Reproduce every one of the lines below word for word, leaving out the pictures.

── WORKING DATA ──

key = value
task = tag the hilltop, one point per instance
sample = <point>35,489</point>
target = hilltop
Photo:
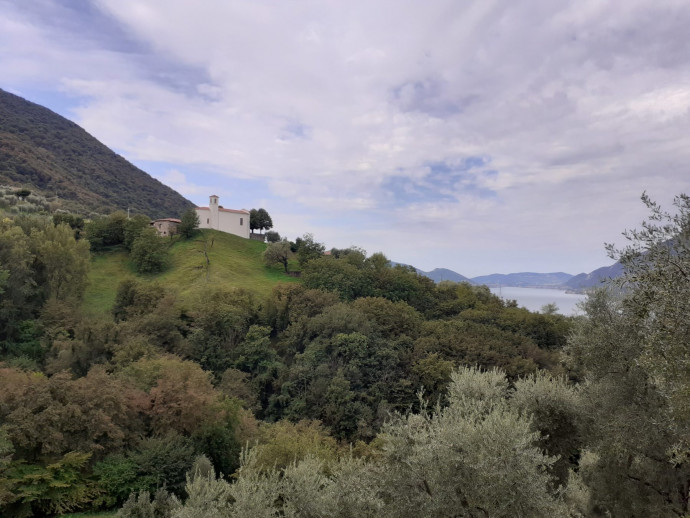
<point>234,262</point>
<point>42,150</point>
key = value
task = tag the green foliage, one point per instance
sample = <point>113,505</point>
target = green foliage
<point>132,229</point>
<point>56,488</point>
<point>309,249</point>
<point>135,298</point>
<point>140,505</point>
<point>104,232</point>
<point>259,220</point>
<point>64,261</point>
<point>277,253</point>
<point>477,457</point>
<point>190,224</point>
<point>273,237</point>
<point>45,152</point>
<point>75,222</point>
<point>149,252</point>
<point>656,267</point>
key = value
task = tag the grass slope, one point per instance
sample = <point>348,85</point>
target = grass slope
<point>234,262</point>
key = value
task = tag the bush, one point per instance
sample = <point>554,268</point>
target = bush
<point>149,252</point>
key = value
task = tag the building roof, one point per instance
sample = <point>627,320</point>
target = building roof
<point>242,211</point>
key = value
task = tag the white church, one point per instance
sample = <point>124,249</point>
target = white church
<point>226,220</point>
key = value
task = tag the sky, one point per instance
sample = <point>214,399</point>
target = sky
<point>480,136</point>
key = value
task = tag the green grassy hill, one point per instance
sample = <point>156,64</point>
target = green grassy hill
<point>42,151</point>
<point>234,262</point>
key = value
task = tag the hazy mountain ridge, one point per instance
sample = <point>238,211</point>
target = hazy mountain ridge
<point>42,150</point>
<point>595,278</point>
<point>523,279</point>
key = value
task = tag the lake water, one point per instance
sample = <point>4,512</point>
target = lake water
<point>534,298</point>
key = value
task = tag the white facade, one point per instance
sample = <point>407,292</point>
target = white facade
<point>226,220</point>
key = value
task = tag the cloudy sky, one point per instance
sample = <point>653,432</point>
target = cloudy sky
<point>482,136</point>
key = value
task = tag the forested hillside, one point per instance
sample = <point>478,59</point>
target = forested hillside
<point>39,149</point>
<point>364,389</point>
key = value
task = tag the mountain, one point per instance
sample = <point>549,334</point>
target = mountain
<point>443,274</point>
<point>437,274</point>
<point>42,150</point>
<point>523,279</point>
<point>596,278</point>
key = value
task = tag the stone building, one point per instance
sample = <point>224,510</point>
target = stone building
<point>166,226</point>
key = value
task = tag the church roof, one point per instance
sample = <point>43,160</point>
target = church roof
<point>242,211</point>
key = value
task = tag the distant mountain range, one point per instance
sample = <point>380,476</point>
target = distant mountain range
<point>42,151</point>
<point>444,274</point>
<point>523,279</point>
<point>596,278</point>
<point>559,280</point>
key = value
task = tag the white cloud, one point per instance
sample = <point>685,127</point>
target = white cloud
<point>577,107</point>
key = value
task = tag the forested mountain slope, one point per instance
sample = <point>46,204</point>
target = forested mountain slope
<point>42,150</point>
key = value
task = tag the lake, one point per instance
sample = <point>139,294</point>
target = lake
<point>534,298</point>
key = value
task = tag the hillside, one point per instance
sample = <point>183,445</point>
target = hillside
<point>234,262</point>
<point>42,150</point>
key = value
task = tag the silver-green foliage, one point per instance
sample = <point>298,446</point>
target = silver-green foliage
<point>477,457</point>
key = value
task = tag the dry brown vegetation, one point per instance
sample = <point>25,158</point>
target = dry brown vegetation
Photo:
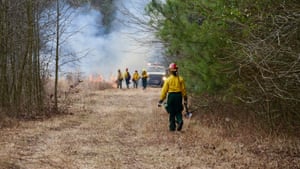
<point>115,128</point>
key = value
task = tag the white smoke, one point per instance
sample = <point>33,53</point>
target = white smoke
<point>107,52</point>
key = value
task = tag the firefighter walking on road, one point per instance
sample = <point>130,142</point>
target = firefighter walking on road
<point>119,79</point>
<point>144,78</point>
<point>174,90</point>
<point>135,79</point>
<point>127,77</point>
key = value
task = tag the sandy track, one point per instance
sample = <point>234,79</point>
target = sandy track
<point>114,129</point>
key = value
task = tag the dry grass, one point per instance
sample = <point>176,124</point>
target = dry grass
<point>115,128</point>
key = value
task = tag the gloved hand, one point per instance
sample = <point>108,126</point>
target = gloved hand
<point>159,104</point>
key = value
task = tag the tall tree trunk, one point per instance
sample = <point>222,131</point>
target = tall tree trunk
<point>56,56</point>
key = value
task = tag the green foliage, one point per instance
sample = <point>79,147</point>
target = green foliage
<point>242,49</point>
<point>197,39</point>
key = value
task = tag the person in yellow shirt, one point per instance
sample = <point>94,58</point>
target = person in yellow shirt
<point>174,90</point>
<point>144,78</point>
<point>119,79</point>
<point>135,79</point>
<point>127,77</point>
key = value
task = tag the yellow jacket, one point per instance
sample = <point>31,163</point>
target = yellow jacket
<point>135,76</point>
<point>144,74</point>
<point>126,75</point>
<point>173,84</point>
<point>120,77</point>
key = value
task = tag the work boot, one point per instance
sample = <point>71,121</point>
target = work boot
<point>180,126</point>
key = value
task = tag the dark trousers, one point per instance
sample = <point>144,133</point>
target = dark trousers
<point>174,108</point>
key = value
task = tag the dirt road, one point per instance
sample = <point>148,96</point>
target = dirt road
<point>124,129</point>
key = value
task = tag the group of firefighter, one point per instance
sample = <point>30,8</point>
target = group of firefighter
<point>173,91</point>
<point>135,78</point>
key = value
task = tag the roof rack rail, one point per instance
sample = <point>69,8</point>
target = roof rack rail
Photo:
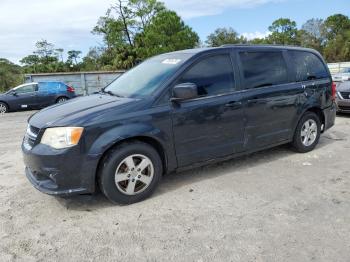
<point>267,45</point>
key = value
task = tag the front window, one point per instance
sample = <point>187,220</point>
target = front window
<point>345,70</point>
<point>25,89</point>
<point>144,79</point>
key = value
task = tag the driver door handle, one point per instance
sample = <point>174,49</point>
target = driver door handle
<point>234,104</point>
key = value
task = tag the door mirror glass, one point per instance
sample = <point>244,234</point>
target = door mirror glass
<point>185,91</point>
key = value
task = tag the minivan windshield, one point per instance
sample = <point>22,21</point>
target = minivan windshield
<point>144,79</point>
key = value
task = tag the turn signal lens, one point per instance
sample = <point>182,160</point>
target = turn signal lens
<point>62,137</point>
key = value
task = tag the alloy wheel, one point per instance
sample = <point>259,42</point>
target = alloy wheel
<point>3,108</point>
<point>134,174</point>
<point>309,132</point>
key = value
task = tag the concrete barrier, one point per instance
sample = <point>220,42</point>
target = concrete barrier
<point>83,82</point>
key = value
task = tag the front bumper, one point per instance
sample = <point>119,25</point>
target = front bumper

───

OUTPUT FOR THIS EXERCISE:
key = value
task = tag the hilltop, one point per instance
sample = <point>35,489</point>
target = hilltop
Photo:
<point>234,262</point>
<point>42,150</point>
key = value
task = tag the green foliage, one point per instance
sample = <point>113,505</point>
target = green foliage
<point>132,229</point>
<point>56,488</point>
<point>309,249</point>
<point>135,298</point>
<point>140,505</point>
<point>104,232</point>
<point>259,220</point>
<point>64,261</point>
<point>277,253</point>
<point>477,457</point>
<point>190,224</point>
<point>273,237</point>
<point>45,152</point>
<point>75,222</point>
<point>149,252</point>
<point>656,267</point>
key = value
task = tag the grass slope, one point per instance
sample = <point>348,85</point>
target = grass slope
<point>234,262</point>
key = value
task = tag the bush, one point per instance
sample = <point>554,268</point>
target = bush
<point>149,252</point>
key = value
task = tag the building roof, one point per instance
sample = <point>627,320</point>
target = building roof
<point>242,211</point>
key = value
task = tag the white church, one point per instance
sample = <point>124,249</point>
target = white church
<point>226,220</point>
key = value
task = tag the sky, one point per instance
sample = <point>214,399</point>
target = sky
<point>480,136</point>
key = value
task = tag the green grassy hill, one point per instance
sample = <point>156,64</point>
target = green grassy hill
<point>42,151</point>
<point>234,262</point>
key = value
task = tag the hazy mountain ridge, one point per instance
sample = <point>238,211</point>
target = hazy mountain ridge
<point>42,150</point>
<point>595,278</point>
<point>523,279</point>
key = value
task = tag the lake water, one point per instance
sample = <point>4,512</point>
target = lake water
<point>534,298</point>
key = value
task = tag the white facade, one point per instance
sample = <point>407,292</point>
target = white facade
<point>226,220</point>
key = value
task = tag the cloudy sky, one point per instance
sample = <point>653,432</point>
target = cloudy sky
<point>482,136</point>
key = value
task = tag the forested hillside, one point per instance
sample = <point>478,59</point>
target = forested hillside
<point>39,149</point>
<point>364,389</point>
key = value
task = tag the mountain, one point per instance
sample = <point>549,334</point>
target = mountain
<point>443,274</point>
<point>437,274</point>
<point>42,150</point>
<point>523,279</point>
<point>596,278</point>
key = value
task = tag the stone building, one point per instance
sample = <point>224,510</point>
target = stone building
<point>166,226</point>
key = value
task = tag the church roof, one point per instance
sample = <point>43,160</point>
target = church roof
<point>242,211</point>
key = value
task = tag the distant mountain range, one point per instance
sample = <point>380,476</point>
target = distant mountain range
<point>42,151</point>
<point>444,274</point>
<point>523,279</point>
<point>596,278</point>
<point>559,280</point>
key = value
task = tag the white cloud, one point per instance
sample = <point>685,127</point>
target = white cloud
<point>577,107</point>
key = value
task = tag the forested mountain slope, one point per instance
sample = <point>46,204</point>
target = forested mountain slope
<point>42,150</point>
key = value
task = tag the lake, one point per instance
sample = <point>139,294</point>
target = lake
<point>534,298</point>
key = value
task = tag the hillside, one point per instance
sample = <point>183,445</point>
target = hillside
<point>234,262</point>
<point>42,150</point>
key = value
task = tag the silver-green foliage, one point per instance
sample = <point>298,446</point>
target = silver-green foliage
<point>477,457</point>
key = value
task = tag the dry brown vegetation, one point per instance
sample = <point>25,158</point>
target = dry brown vegetation
Photo:
<point>115,128</point>
key = value
task = tag the white smoke, one point per instance
sample = <point>33,53</point>
target = white smoke
<point>107,52</point>
key = value
task = tag the firefighter walking on road, one point per instance
sample = <point>130,142</point>
target = firefighter walking on road
<point>119,79</point>
<point>144,78</point>
<point>174,90</point>
<point>135,79</point>
<point>127,77</point>
key = value
task = tag the sandy track, one point per instance
sample = <point>234,79</point>
target = sandy track
<point>114,129</point>
key = value
task = tag the dry grass, one point per instance
sample = <point>176,124</point>
target = dry grass
<point>115,128</point>
key = value
task = tag the gloved hand, one point per instance
sample = <point>108,126</point>
target = gloved hand
<point>159,104</point>
key = value
task = tag the tall tree trunk, one point per instance
sample = <point>222,131</point>
target = tall tree trunk
<point>56,56</point>
key = value
task = tag the green foliage, one point per instance
sample = <point>79,147</point>
target = green foliage
<point>242,49</point>
<point>197,39</point>
key = value
task = tag the person in yellow shirt, one point per instance
sample = <point>94,58</point>
target = person in yellow shirt
<point>174,90</point>
<point>144,78</point>
<point>119,79</point>
<point>135,79</point>
<point>127,77</point>
key = value
task = tag the yellow jacket, one point per instance
sample = <point>31,163</point>
target = yellow jacket
<point>135,76</point>
<point>144,74</point>
<point>126,75</point>
<point>173,84</point>
<point>120,77</point>
key = value
task = tag the work boot, one point per instance
sample = <point>71,121</point>
target = work boot
<point>180,126</point>
key = value
task = tag the dark trousers, one point per instance
sample = <point>144,133</point>
target = dark trousers
<point>174,108</point>
key = value
task = tag the dirt road, one point per instance
sample = <point>148,96</point>
target = dirt road
<point>124,129</point>
key = value
task = tag the group of firefighter, one point per instance
sample = <point>30,8</point>
target = group of firefighter
<point>173,91</point>
<point>135,78</point>
key = value
task = tag the roof rack rail, one point per instance
sample = <point>69,8</point>
target = roof rack rail
Photo:
<point>267,45</point>
key = value
task = tag the front window, one point per instance
sample = <point>187,220</point>
target = front window
<point>345,70</point>
<point>25,89</point>
<point>144,79</point>
key = value
task = tag the driver door handle, one point per instance
sample = <point>174,49</point>
target = driver door handle
<point>234,104</point>
key = value
task = tag the door mirror glass, one point per instance
sample = <point>244,234</point>
target = door mirror glass
<point>185,91</point>
key = value
task = tag the minivan windshield, one point per instance
sample = <point>22,21</point>
target = minivan windshield
<point>144,79</point>
key = value
task = tag the turn signal lens, one point per instance
sample = <point>182,160</point>
target = turn signal lens
<point>62,137</point>
key = value
task = tag the alloy wheel, one point per instance
sample = <point>259,42</point>
target = alloy wheel
<point>3,108</point>
<point>134,174</point>
<point>309,132</point>
key = value
task = tag the concrete barrier, one point per instance
sample = <point>220,42</point>
target = concrete barrier
<point>83,82</point>
key = value
task = tag the front bumper, one point per instance
sample = <point>119,25</point>
target = front bumper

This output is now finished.